# What is being asked
Count the lines of the material below that contain the string "forest", with uppercase and lowercase treated as distinct. Give only the number.

# Extracted data
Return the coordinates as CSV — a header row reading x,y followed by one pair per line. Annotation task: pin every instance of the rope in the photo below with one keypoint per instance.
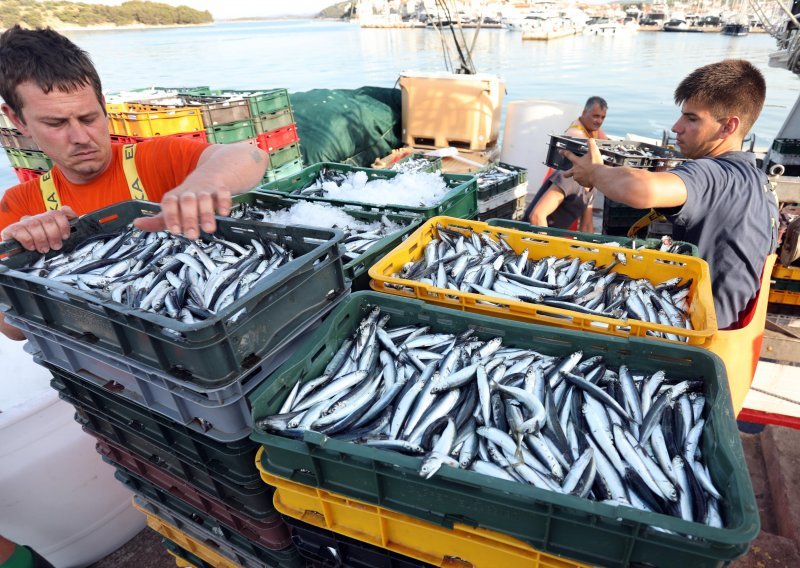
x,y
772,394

---

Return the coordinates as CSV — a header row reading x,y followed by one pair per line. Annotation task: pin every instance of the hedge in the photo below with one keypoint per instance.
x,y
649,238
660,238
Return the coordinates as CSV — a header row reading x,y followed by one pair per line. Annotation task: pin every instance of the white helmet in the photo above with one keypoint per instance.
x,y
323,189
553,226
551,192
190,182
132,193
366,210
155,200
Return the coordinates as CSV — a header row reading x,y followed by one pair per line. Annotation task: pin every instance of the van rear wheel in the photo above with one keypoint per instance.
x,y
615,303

* * *

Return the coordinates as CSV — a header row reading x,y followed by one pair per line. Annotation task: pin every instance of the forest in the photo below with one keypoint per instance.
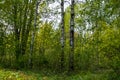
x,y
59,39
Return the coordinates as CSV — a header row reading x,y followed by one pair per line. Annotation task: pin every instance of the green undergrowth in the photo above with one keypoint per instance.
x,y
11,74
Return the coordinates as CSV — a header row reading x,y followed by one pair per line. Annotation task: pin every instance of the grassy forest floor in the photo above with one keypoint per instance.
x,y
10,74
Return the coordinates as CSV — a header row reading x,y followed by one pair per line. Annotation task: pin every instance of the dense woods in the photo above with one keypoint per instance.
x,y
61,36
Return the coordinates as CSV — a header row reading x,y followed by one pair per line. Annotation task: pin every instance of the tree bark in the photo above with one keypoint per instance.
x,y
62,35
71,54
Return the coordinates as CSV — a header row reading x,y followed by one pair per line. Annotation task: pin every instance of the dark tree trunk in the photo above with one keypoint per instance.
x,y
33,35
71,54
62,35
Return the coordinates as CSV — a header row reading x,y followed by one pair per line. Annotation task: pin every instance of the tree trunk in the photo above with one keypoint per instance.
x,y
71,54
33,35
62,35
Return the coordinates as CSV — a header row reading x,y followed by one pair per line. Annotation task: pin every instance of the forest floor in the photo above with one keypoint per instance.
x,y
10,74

# Expected answer
3